--- Start of MATERIAL FOR THE TASK ---

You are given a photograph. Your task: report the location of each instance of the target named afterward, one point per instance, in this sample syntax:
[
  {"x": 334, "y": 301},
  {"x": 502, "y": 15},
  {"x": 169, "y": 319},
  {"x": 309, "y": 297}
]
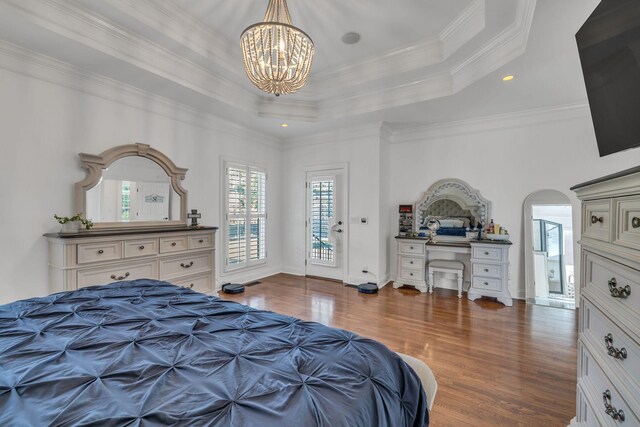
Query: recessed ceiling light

--- End of MATERIAL FOR THE TASK ---

OBJECTIVE ->
Print the listing above word for word, leaving out the pictures.

EXERCISE RESPONSE ->
You are given a photograph. Your task: report the location of each instance of the target named afterward, one point per instance, in this sample syntax:
[
  {"x": 334, "y": 301},
  {"x": 502, "y": 15},
  {"x": 169, "y": 319},
  {"x": 309, "y": 297}
]
Query: recessed ceiling light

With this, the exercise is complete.